### Exercise requirements
1) From the article on Donald Trump's meeting with the New York Times, name every person identified as working at the Times, with the role the article gives each.
2) Transcribe the passage of the article on Donald Trump's meeting with the New York Times from "No mention of" to "the wrong game.".

** start of Document excerpt **

The Trump Technique

This article is from the archive of The New York Sun before the launch of its new website in 2022. The Sun has neither altered nor updated such articles but will seek to correct any errors, mis-categorizations or other problems introduced during transfer.

The New York Sun

The most fun we’ve had all week is reading the transcript of Donald Trump’s off-again, on-again meeting with the New York Times. No need to worry about whether The Donald can handle himself. What a piece of cake. It’s not so evident, at least to us, on television as it is in print. But it turns out he has a whole technique for this kind of situation, raising ambiguity to a high art. And with occasional flashes of genius — and wonderful glimpses of the Times.

This started with publisher Arthur Sulzberger Jr. disclosing that he and the president-elect had just had a private meeting in the newspaper’s Churchill room. Nice to know there’s a room at the Gray Lady named after the famed conservative leader of wartime Britain. “There’s a photo of the great man behind you,” Mr. Sulzberger told Mr. Trump as he introduced him to his staff. Sure enough, there was (near the photograph of the Zionist founder Theodor Herzl).

No mention of Churchill’s views on race, by the way, though the British leader makes Mr. Trump seem like Martin Luther King. Churchill once ranted about India’s independence leader Mahatma Gandhi “striding half-naked up the steps of the Viceregal Palace” to “parley on equal terms with the representative of the King-Emperor.” Yet here he is, a room named after him at the Times — in which Trump talked about how good he felt about the election.

“I’d rather do the popular vote,” he confessed, but that would have required a separate strategy. “It’s like, if you’re a golfer, it’s like match play versus stroke play. It’s a whole different game.” In the nearly 250 years since independence, it’s hard to imagine anyone — not even an editorial writer of the Times — coming up with a more trenchant analogy. It seems he has grasped all along that Secretary of State Clinton was playing the wrong game.

The newspaper’s executive editor, Dean Baquet, asked Mr. Trump whether he felt that he’d said things that “energized” the Alt-Right. How was he “going to manage that?” Mr. Trump disavowed them and said he wanted to bring the country together. It struck us as a dismissal of less the Times’ concerns than of the Alt-Right, though time will tell. In any event, one of the paper’s political legs, Maggie Haberman, asked about reports that Mr. Trump had decided not to prosecute Hillary Clinton.

Mr. Trump noted a report that he was not “enthused” about such a prosecution. “Look,” Mr. Trump confirmed, “I want to move forward, I don’t want to move back. And I don’t want to hurt the Clintons. I really don’t.” He called the campaign “vicious,” adding that he assumed the Times sold a lot of papers. “So you’re definitively taking that off the table? The investigation?” an editor asked. “No, but the question was asked,” Mr. Trump said, adding that it was “just not something I feel very felt strongly about.”

** end of Document excerpt **
** start of Record extracts **

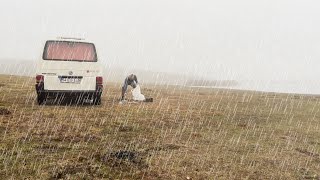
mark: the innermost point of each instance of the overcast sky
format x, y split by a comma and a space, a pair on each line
229, 39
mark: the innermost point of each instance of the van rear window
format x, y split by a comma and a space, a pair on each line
69, 51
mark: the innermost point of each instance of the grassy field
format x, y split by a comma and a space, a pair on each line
187, 133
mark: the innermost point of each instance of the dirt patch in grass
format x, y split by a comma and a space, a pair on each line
166, 147
124, 159
303, 151
80, 170
4, 111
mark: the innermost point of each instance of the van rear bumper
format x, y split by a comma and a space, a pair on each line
41, 90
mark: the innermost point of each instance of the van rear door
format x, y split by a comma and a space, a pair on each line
69, 66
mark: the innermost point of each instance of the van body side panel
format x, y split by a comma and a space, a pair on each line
69, 75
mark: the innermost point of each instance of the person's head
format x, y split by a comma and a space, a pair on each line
131, 76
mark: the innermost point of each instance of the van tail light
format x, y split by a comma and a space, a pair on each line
39, 78
99, 80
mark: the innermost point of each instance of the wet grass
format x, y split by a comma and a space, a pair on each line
185, 132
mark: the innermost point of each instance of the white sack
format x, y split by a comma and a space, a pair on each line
136, 93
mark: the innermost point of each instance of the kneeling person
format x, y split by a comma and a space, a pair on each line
130, 80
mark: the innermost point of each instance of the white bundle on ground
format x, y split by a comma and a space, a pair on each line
136, 93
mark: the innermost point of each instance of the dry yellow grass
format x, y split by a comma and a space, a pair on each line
186, 133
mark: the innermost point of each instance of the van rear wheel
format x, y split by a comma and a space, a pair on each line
41, 98
97, 100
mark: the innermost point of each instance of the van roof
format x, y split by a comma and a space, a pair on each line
71, 38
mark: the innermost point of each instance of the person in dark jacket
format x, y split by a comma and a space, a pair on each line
130, 80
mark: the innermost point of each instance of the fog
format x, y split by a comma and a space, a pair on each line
247, 40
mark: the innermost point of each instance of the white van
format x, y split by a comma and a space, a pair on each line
69, 67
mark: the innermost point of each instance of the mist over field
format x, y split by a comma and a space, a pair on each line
255, 42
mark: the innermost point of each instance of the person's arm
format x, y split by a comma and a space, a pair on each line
124, 89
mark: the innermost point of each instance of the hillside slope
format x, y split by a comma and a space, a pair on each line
186, 133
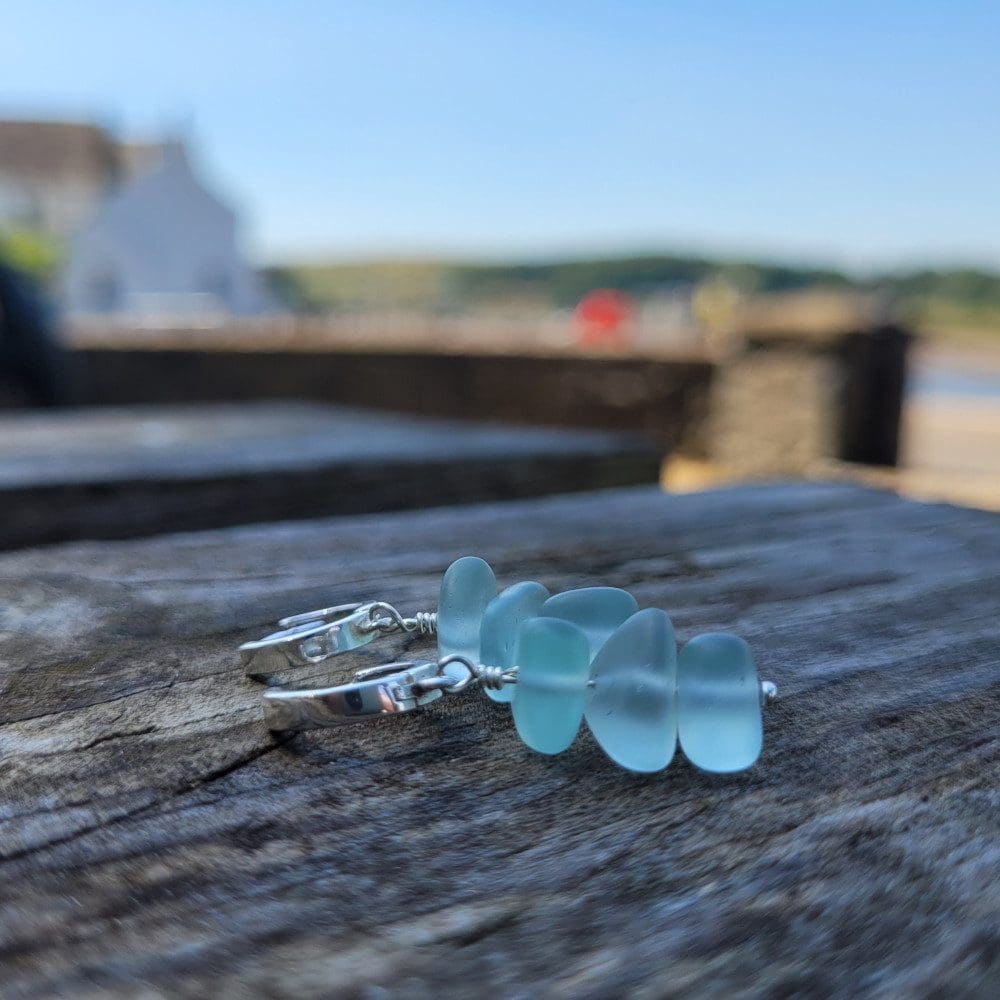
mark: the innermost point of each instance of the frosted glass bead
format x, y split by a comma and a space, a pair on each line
718, 703
467, 587
632, 704
596, 610
501, 623
553, 661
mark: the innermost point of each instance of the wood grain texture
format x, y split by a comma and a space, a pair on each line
154, 839
131, 471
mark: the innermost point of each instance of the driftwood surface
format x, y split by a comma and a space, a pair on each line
154, 838
122, 472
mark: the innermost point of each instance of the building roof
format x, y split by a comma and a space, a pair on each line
55, 150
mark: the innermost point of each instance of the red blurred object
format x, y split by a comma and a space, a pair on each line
602, 318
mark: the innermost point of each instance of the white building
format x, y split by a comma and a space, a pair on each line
160, 247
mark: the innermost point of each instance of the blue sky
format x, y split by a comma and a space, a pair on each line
861, 134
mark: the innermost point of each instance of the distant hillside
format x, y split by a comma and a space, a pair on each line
960, 302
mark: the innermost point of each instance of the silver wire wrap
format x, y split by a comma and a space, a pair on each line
423, 623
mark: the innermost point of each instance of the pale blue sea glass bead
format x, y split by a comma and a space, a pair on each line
501, 623
718, 703
553, 661
467, 587
632, 703
596, 610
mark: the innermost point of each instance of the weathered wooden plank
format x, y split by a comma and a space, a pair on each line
154, 838
125, 472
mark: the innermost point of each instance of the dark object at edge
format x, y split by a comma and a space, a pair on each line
34, 368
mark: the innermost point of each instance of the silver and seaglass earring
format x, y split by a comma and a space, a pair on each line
586, 654
469, 612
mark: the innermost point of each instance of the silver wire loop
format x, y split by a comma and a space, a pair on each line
423, 622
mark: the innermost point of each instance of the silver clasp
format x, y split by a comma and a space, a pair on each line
310, 638
316, 635
385, 690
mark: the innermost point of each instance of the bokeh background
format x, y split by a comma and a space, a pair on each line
219, 204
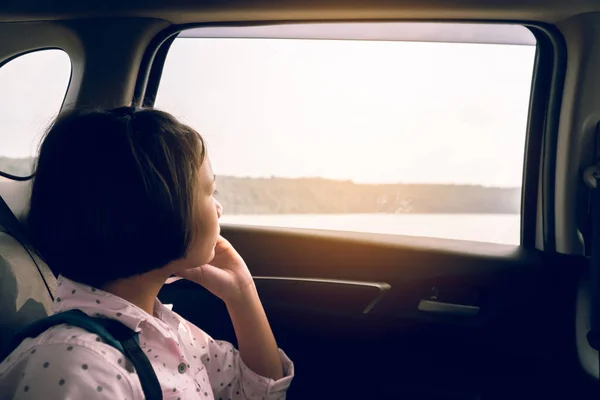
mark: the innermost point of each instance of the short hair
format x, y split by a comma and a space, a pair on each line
114, 193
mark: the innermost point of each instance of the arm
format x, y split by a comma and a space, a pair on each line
259, 366
256, 342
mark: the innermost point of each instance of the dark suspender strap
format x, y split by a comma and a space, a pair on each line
594, 333
112, 333
132, 350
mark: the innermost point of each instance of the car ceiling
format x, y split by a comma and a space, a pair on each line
187, 11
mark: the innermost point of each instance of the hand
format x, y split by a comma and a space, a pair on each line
227, 275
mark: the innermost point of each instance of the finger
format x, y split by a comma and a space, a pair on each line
173, 279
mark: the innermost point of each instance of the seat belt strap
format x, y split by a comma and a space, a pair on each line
11, 225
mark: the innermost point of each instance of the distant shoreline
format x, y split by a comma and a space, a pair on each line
275, 195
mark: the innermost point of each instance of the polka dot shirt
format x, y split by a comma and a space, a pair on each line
66, 362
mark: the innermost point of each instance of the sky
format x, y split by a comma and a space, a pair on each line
367, 111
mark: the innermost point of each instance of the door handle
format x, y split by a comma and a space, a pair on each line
438, 307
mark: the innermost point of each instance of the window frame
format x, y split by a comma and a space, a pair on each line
537, 227
62, 103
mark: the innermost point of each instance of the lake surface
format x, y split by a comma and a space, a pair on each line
492, 228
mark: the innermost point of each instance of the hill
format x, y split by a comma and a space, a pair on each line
240, 195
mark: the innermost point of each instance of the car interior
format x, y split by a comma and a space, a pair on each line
363, 314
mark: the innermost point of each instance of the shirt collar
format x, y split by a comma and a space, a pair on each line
98, 303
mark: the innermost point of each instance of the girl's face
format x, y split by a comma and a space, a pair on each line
202, 248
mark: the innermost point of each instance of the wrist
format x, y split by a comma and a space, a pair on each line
245, 297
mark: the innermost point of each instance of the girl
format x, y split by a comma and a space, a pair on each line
122, 200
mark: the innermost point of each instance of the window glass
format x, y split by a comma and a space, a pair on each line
33, 88
419, 134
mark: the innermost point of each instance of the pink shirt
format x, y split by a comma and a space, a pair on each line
66, 362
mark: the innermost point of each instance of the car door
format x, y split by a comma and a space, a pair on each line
431, 289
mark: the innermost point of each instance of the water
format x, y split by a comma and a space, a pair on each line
492, 228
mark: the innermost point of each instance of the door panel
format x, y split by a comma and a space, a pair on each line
316, 287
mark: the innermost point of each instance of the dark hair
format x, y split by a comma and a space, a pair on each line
114, 193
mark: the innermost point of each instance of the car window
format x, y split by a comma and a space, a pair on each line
418, 136
33, 89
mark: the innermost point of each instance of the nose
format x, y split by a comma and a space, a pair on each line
219, 208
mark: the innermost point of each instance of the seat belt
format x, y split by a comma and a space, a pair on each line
13, 227
112, 332
591, 177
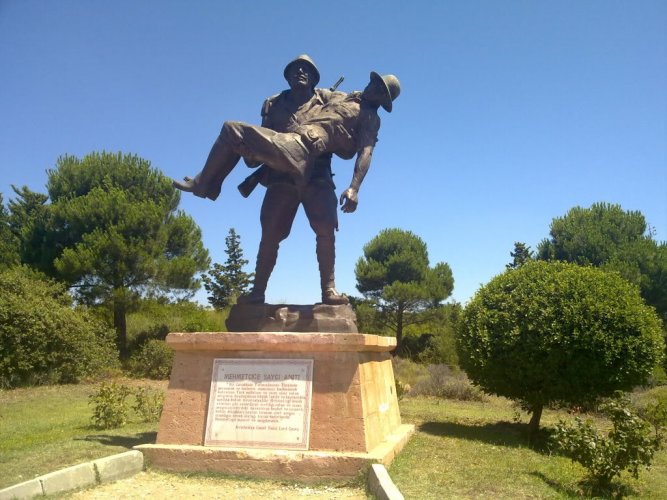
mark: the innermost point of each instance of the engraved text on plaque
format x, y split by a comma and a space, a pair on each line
261, 403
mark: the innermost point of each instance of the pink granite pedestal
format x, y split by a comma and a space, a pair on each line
355, 419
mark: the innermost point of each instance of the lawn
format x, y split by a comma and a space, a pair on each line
43, 429
477, 450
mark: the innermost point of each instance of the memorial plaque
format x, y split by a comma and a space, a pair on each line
260, 403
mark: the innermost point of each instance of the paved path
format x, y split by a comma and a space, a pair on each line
157, 484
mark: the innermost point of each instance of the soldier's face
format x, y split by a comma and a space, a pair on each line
374, 91
300, 75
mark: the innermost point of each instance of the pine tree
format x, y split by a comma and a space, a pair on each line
225, 283
521, 254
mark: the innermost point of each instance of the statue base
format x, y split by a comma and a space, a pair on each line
354, 415
291, 318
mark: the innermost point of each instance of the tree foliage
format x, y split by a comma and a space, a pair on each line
556, 332
112, 231
27, 221
9, 243
225, 283
42, 338
395, 276
520, 255
605, 235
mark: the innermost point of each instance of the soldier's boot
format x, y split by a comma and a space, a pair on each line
266, 261
221, 160
326, 257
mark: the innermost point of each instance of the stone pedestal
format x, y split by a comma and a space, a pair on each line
354, 421
291, 318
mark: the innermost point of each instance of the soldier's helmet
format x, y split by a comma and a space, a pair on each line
304, 58
391, 85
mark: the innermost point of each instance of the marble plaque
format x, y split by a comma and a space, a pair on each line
260, 403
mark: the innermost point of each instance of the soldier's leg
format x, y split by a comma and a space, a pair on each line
279, 208
320, 205
236, 139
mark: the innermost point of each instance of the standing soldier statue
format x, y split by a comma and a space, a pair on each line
301, 128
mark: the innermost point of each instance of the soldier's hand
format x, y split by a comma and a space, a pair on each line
349, 200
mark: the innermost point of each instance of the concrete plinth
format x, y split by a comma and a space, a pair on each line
292, 318
354, 421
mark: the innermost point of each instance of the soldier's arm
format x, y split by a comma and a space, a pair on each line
350, 197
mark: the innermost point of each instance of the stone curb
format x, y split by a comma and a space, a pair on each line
381, 485
99, 471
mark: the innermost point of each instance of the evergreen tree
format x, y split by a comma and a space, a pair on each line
394, 274
520, 255
9, 243
112, 232
609, 237
225, 283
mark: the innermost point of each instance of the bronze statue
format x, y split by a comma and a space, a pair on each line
301, 128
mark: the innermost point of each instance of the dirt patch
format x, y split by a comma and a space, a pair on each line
156, 484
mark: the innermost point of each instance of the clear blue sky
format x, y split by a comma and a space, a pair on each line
511, 112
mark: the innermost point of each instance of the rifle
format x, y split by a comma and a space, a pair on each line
251, 182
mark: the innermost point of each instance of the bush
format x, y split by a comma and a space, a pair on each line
408, 372
554, 332
43, 339
152, 360
154, 319
111, 406
443, 382
628, 446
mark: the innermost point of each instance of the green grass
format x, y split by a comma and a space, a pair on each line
47, 428
460, 449
477, 450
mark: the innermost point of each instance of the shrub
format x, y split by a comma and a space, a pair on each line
408, 372
110, 409
443, 382
152, 360
148, 404
628, 446
554, 332
43, 339
154, 319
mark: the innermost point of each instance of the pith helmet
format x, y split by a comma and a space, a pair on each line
304, 58
391, 85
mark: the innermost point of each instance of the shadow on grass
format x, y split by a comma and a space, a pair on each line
124, 441
510, 434
588, 488
499, 433
557, 486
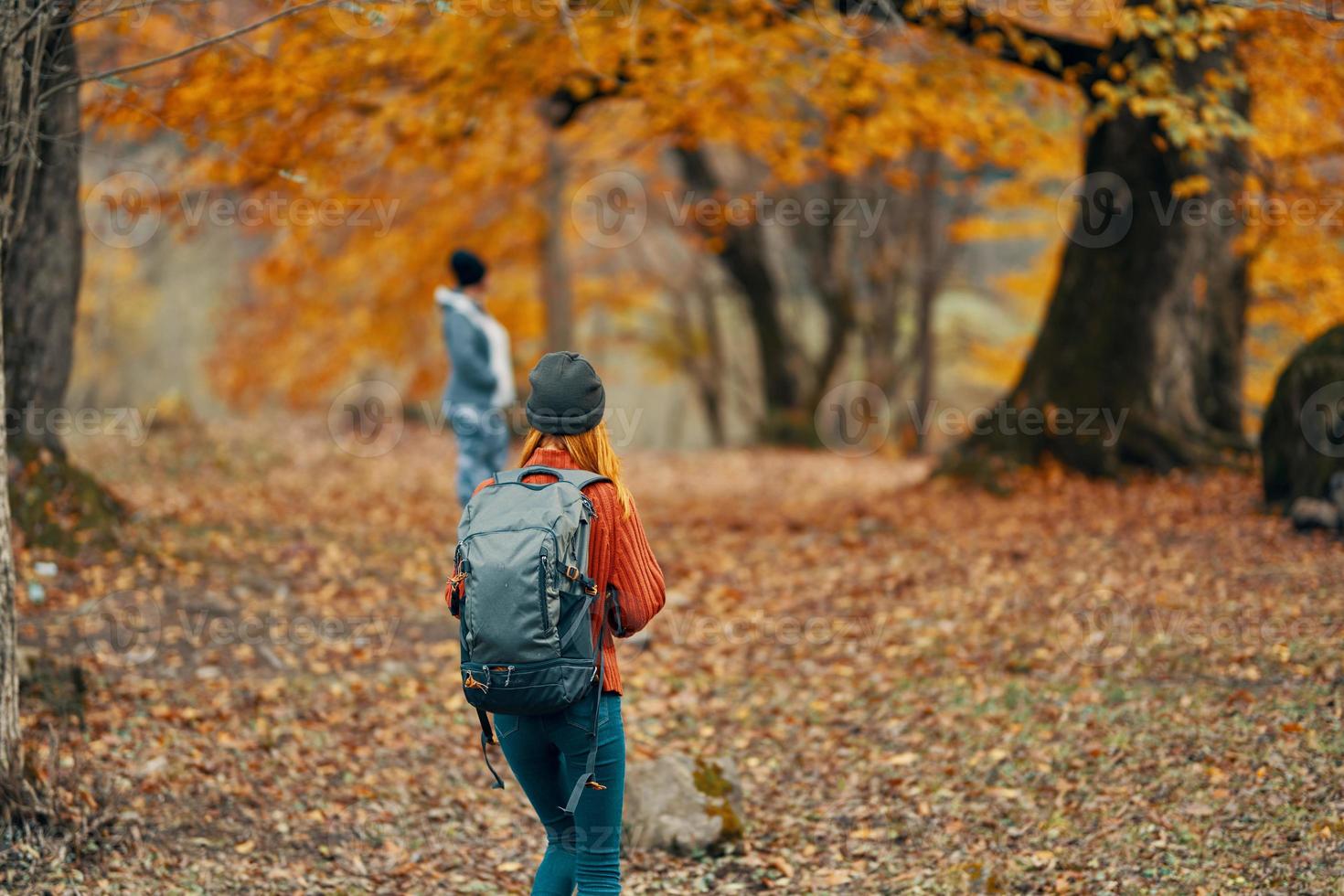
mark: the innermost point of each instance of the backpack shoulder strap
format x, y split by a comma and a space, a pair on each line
578, 478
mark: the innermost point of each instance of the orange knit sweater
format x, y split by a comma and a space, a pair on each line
618, 552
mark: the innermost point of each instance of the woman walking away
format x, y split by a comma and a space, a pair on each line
549, 752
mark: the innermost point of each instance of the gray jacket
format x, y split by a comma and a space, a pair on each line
474, 378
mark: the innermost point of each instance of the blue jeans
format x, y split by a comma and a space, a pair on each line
548, 755
481, 446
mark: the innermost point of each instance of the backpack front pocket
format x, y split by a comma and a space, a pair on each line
509, 612
528, 689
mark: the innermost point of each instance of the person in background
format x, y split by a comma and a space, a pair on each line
480, 378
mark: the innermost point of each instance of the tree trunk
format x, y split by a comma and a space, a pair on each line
45, 260
1148, 325
743, 258
557, 291
10, 735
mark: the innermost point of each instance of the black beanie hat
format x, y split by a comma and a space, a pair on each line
568, 397
466, 268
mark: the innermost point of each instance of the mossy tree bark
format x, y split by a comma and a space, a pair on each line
45, 255
1151, 326
1147, 328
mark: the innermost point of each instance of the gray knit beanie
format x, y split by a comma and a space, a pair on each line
568, 395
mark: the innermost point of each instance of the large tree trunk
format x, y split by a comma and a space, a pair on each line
10, 735
557, 291
745, 261
1149, 325
45, 260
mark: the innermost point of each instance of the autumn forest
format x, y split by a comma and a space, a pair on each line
976, 369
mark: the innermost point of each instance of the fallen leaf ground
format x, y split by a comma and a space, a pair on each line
1083, 687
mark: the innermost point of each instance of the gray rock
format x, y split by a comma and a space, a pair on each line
1300, 438
1338, 491
1315, 513
682, 805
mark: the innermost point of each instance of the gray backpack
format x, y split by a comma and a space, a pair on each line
523, 595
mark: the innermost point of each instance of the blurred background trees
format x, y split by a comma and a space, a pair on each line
494, 126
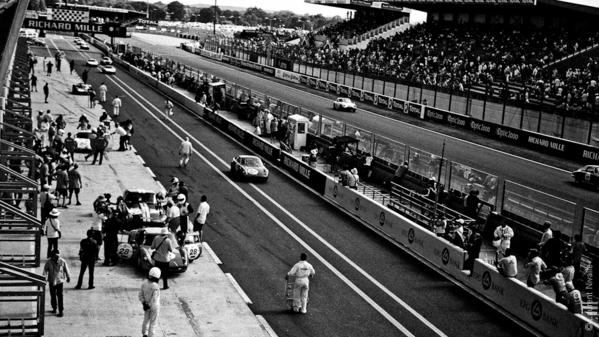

** end of Record extracts **

### Completed exercise
1)
- Arthur Sulzberger Jr.: publisher
- Dean Baquet: executive editor
- Maggie Haberman: one of the paper's political legs

2)
No mention of Churchill’s views on race, by the way, though the British leader makes Mr. Trump seem like Martin Luther King. Churchill once ranted about India’s independence leader Mahatma Gandhi “striding half-naked up the steps of the Viceregal Palace” to “parley on equal terms with the representative of the King-Emperor.” Yet here he is, a room named after him at the Times — in which Trump talked about how good he felt about the election.

“I’d rather do the popular vote,” he confessed, but that would have required a separate strategy. “It’s like, if you’re a golfer, it’s like match play versus stroke play. It’s a whole different game.” In the nearly 250 years since independence, it’s hard to imagine anyone — not even an editorial writer of the Times — coming up with a more trenchant analogy. It seems he has grasped all along that Secretary of State Clinton was playing the wrong game.